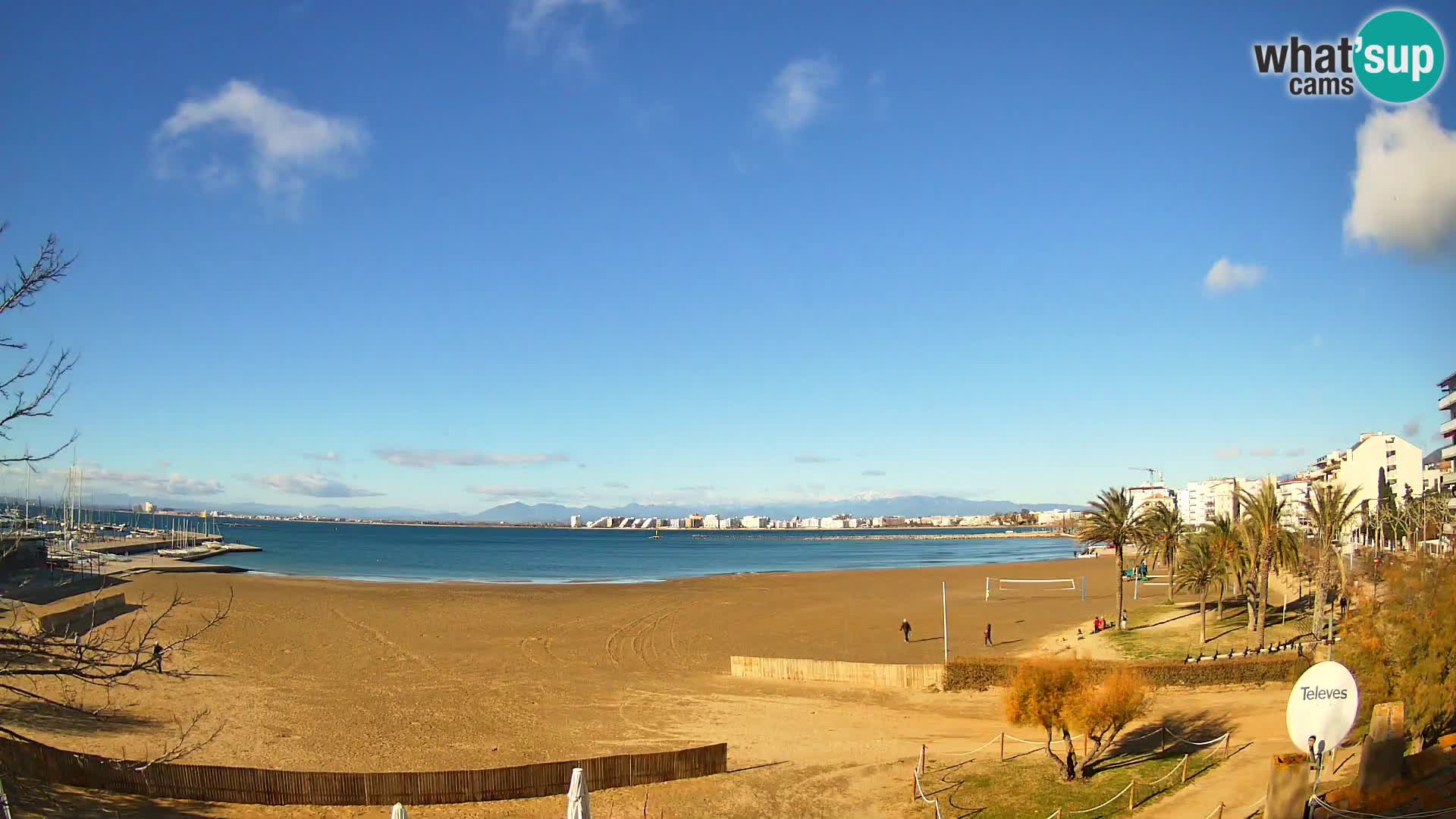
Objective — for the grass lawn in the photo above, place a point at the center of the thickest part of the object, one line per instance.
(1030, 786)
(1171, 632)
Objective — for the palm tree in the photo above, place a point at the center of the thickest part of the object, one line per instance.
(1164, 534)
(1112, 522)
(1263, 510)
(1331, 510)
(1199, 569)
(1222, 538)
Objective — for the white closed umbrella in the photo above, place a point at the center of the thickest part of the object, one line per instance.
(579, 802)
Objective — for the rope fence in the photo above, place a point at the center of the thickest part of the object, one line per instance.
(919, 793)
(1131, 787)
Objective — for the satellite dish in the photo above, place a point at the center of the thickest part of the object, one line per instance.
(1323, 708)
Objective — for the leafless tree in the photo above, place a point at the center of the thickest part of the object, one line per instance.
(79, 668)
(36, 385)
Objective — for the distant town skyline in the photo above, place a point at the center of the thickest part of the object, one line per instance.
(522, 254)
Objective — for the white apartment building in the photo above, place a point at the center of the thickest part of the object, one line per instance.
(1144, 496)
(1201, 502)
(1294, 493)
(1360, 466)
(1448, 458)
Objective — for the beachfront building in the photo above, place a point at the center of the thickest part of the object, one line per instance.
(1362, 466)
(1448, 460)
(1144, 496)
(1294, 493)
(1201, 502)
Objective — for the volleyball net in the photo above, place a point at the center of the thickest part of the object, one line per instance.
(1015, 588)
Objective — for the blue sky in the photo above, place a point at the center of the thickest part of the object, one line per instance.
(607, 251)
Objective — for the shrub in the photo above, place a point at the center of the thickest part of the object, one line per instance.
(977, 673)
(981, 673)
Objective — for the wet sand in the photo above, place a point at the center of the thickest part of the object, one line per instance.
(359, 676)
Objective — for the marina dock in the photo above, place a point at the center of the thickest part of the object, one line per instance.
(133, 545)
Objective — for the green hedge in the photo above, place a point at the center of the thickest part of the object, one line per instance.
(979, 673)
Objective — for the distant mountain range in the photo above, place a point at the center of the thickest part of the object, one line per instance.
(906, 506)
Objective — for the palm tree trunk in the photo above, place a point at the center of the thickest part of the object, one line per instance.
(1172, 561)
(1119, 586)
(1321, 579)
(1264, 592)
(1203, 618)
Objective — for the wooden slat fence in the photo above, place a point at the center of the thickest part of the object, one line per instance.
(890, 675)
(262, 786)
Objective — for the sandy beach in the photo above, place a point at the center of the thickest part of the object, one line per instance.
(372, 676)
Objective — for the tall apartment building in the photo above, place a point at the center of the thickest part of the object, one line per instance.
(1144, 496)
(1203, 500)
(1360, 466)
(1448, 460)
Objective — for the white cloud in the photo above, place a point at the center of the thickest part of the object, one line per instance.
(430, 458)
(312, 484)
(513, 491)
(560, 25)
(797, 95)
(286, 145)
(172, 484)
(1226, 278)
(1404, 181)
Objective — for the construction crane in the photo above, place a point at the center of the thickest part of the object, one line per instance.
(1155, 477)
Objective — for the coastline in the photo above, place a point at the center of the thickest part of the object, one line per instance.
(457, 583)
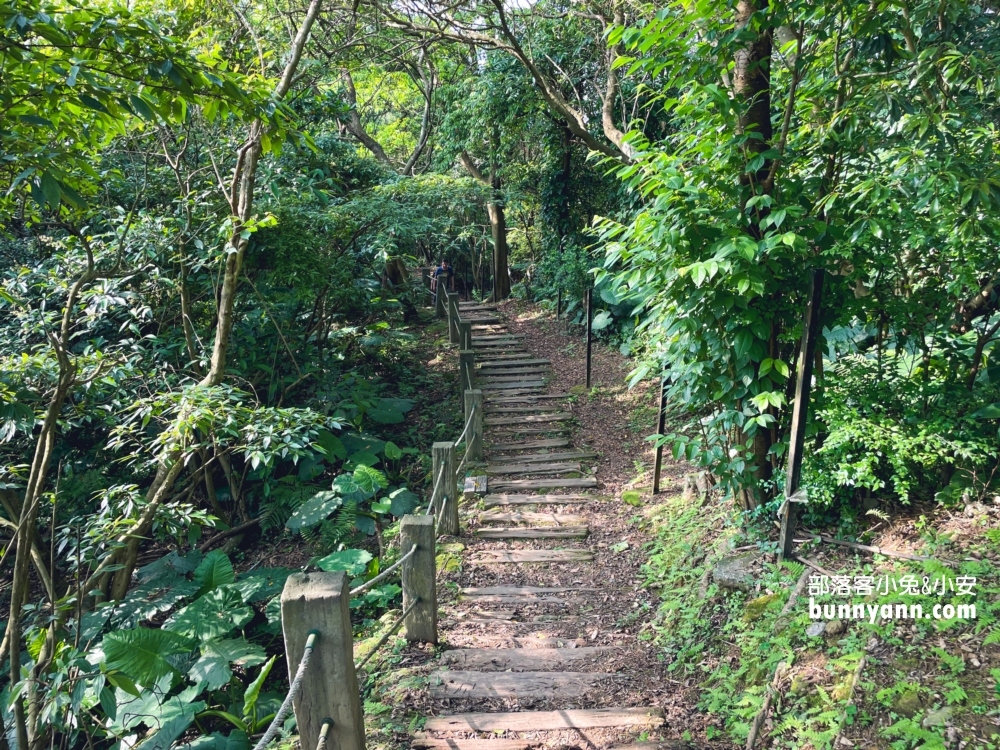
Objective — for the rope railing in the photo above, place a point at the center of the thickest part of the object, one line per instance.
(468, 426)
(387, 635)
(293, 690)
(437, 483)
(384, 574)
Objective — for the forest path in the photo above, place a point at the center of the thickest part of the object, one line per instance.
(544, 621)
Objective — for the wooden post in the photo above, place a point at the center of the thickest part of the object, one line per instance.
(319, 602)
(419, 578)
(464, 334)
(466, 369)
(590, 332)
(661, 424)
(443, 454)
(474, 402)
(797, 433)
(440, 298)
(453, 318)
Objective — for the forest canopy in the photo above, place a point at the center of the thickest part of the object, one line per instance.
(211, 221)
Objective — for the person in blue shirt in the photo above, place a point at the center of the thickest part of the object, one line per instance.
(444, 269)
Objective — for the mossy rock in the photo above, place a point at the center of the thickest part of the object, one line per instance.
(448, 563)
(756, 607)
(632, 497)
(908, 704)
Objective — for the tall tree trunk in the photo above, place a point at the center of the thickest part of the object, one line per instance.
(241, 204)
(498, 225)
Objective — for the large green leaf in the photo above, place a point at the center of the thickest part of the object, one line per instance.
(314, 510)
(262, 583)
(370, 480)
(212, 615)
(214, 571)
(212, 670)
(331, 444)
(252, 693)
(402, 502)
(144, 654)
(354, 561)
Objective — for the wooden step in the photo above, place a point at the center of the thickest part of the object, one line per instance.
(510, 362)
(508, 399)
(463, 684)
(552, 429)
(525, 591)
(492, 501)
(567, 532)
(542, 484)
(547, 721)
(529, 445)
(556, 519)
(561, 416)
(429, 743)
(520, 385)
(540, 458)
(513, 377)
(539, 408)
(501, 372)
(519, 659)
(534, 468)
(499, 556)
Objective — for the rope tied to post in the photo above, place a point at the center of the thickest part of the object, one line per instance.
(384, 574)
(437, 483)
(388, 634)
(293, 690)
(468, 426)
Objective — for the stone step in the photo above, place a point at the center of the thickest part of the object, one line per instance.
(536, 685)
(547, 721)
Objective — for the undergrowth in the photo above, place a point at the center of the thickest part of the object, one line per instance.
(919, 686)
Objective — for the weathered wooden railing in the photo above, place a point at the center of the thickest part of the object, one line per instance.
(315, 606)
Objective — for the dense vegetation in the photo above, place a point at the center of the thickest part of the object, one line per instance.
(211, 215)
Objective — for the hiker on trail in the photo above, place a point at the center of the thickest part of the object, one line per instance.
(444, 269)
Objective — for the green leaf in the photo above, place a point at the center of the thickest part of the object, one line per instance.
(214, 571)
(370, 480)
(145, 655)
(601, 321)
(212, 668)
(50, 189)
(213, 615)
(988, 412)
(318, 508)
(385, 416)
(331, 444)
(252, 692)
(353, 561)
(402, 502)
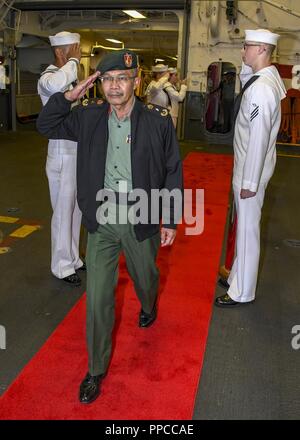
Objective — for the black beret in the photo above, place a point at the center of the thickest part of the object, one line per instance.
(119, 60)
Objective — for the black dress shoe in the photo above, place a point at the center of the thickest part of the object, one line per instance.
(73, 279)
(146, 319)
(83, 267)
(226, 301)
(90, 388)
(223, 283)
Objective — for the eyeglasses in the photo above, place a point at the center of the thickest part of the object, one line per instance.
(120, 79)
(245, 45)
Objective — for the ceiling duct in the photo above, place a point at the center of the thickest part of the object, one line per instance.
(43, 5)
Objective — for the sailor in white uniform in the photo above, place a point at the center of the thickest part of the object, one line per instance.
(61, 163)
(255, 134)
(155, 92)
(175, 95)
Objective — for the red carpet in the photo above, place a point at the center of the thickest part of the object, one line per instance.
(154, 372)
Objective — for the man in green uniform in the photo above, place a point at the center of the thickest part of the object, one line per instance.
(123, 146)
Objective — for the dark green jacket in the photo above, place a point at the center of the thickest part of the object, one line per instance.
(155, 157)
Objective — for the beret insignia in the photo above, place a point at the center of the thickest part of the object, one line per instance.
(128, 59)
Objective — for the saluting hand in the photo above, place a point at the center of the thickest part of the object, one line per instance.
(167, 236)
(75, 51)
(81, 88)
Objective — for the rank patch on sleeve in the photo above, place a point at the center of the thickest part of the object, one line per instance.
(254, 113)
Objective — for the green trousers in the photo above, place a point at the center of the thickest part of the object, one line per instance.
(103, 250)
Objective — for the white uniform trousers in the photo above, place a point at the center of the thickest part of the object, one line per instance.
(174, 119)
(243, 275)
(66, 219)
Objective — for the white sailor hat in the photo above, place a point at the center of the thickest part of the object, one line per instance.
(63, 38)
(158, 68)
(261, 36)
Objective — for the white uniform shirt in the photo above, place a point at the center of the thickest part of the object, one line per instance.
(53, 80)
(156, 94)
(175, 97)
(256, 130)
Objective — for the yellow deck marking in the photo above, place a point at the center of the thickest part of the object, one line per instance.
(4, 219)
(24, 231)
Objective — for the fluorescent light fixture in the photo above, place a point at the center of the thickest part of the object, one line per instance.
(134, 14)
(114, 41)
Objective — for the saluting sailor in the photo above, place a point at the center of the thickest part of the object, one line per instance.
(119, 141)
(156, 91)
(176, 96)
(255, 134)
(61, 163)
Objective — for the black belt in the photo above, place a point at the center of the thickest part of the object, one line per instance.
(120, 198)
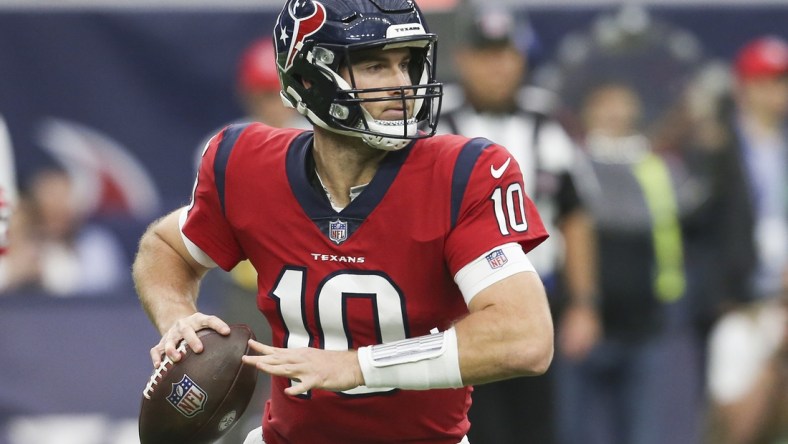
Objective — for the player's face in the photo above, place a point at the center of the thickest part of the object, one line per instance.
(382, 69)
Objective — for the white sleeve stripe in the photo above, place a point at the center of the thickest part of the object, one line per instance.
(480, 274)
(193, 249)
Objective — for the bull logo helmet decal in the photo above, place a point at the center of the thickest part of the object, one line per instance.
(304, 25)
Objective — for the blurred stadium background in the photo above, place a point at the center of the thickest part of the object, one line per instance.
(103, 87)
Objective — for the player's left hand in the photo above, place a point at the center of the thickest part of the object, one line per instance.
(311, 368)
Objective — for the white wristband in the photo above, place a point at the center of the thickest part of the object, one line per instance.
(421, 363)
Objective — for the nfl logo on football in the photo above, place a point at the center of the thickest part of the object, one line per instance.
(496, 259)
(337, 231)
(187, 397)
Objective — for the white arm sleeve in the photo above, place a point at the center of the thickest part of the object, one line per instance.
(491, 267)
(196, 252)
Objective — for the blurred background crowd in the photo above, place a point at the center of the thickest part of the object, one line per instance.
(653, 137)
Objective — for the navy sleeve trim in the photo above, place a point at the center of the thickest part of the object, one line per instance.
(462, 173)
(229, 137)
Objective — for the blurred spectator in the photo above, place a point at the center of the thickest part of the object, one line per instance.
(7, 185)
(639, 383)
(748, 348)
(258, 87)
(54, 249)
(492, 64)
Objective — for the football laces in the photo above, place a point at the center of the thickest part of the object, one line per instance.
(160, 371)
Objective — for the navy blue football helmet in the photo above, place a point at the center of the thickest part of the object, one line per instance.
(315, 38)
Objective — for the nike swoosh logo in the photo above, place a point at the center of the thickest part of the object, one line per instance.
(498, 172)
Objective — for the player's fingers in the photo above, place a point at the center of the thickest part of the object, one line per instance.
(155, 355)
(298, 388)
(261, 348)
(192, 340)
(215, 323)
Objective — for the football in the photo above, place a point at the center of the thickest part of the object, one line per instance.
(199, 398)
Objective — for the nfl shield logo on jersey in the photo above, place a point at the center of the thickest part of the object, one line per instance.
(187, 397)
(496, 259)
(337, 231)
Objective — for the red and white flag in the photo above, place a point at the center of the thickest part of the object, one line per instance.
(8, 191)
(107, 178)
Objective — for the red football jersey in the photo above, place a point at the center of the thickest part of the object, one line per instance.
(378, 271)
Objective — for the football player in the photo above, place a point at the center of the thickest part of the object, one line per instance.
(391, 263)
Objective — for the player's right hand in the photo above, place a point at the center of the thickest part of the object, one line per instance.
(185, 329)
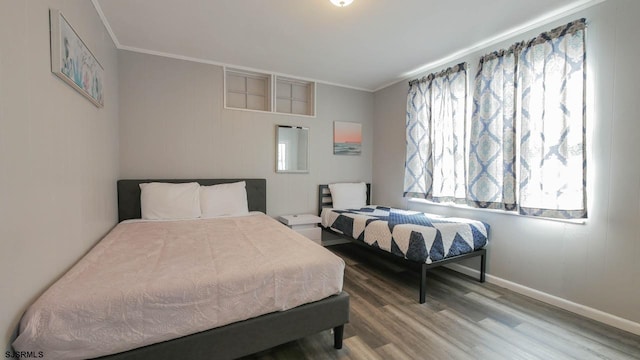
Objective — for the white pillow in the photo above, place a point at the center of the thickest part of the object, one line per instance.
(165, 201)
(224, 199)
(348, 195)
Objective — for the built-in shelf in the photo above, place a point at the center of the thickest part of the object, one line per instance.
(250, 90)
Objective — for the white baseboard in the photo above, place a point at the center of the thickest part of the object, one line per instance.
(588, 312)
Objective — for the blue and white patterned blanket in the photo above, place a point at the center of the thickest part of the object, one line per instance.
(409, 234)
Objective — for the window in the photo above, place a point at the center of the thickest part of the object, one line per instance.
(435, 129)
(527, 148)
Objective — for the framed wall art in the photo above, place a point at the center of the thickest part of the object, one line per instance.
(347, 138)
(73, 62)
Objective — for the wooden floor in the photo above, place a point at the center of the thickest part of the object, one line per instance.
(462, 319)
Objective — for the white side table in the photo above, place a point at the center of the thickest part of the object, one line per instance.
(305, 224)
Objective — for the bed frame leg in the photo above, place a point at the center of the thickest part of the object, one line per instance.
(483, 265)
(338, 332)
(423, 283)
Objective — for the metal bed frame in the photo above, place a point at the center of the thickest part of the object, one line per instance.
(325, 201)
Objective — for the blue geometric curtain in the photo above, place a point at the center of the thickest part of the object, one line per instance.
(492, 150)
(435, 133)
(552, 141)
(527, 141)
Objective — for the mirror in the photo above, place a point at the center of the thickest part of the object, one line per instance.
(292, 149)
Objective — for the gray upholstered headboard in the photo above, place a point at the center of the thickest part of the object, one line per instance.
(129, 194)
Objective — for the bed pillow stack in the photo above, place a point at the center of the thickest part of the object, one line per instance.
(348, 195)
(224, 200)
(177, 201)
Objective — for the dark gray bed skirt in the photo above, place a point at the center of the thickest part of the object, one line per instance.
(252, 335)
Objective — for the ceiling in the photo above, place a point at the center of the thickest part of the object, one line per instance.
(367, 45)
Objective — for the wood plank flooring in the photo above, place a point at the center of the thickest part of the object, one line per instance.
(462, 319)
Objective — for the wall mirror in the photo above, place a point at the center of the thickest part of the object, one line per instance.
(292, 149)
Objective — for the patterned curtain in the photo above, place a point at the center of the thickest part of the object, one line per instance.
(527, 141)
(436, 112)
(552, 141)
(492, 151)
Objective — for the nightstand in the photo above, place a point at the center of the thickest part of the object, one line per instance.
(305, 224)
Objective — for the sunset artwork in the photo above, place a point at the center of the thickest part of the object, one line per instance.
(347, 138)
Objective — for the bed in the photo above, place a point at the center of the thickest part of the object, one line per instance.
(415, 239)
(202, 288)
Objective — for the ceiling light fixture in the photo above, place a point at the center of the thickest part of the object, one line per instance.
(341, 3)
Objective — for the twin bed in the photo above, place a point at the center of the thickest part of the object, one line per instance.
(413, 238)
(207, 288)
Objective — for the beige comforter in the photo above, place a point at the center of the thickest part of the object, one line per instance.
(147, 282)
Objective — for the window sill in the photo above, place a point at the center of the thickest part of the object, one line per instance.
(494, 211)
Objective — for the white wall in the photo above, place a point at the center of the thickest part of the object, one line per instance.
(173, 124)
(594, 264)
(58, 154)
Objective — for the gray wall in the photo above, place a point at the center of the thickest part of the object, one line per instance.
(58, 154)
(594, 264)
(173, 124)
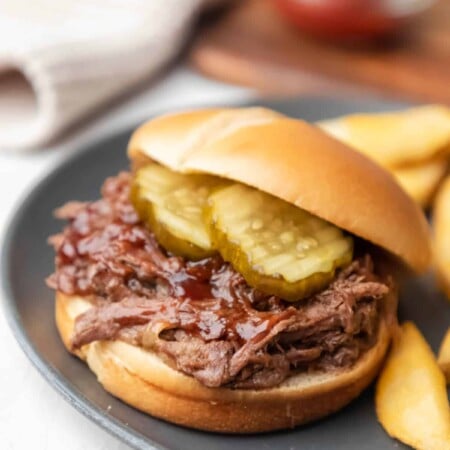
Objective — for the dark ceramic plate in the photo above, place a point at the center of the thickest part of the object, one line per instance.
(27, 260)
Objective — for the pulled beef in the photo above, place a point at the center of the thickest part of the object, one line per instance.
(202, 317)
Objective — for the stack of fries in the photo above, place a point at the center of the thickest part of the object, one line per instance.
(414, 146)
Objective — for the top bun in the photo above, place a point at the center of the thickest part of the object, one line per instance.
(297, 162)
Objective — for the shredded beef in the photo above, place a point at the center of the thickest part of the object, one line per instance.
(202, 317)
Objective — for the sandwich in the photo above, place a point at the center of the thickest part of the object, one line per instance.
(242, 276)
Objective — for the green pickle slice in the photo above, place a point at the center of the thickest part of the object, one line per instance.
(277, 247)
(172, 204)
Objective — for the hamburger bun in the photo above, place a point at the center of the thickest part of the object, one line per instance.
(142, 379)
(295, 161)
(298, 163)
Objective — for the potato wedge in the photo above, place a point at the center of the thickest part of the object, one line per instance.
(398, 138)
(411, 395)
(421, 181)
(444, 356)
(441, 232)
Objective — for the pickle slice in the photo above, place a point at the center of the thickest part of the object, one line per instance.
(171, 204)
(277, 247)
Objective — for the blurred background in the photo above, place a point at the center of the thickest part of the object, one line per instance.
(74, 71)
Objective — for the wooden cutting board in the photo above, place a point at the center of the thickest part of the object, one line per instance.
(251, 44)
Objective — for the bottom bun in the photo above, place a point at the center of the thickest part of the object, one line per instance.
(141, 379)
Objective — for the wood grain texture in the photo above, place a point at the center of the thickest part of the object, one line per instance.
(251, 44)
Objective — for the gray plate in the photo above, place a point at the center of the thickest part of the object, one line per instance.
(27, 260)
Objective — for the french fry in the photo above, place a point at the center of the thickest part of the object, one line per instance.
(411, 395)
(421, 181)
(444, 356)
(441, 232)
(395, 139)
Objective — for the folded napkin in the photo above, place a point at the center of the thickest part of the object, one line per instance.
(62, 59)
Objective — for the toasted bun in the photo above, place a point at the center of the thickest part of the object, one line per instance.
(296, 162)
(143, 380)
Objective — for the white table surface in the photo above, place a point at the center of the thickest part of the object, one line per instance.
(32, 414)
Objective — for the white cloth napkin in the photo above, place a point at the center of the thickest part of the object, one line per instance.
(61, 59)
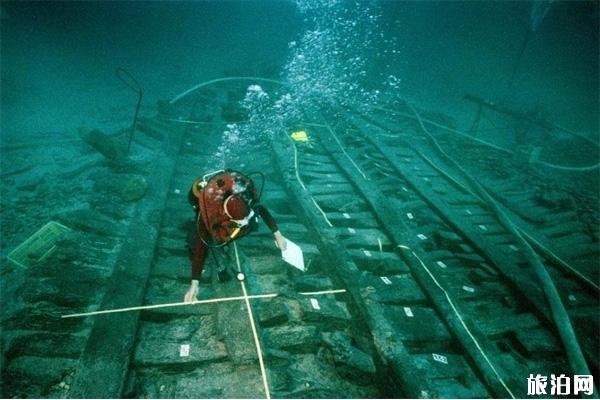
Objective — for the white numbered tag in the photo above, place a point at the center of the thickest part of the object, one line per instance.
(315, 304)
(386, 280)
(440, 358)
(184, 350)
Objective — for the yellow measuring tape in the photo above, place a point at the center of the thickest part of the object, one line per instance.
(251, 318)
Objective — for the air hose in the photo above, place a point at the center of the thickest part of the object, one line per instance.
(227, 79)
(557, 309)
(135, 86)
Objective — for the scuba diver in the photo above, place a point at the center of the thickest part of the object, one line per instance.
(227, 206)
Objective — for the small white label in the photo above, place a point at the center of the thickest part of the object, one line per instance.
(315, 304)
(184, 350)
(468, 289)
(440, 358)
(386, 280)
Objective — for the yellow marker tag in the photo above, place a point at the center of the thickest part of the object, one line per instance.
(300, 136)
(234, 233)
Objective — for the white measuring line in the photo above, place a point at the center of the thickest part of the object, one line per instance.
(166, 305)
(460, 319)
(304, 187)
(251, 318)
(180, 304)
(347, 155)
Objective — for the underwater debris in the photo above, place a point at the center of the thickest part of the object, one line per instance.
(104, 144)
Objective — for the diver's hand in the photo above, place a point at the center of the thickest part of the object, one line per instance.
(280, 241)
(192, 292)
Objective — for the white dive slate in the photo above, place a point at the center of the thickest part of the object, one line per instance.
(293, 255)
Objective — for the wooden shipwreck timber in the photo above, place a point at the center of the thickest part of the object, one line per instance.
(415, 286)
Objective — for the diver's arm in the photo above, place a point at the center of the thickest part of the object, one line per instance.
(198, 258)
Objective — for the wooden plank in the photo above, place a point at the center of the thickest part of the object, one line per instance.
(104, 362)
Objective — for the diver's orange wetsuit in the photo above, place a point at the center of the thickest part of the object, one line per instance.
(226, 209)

--- REQUIREMENT ---
Repeat the line that contains "Objective — for the white dive", then every line after it until the records end, with nothing added.

--- RESPONSE ---
Objective — for the white dive slate in the photo above, place a point at the center of the thickest part of the object, one line per instance.
(293, 255)
Objective — for the wooden shipwreck timber in the photo above, place a point at the center of the thickest part of the object, one line per instance.
(415, 286)
Objective — for the diver's arm in the photo above, place a point at the center of the thickest part of the object, one line per instance.
(198, 258)
Objective — for the wooden plank in the photo above, place a point at the center of the thickest part of the object, one line per instance.
(104, 362)
Objective — for the diver's orange wetsuit in the photo above, place a point at the center of the thickest part of the object, one line per instance.
(226, 209)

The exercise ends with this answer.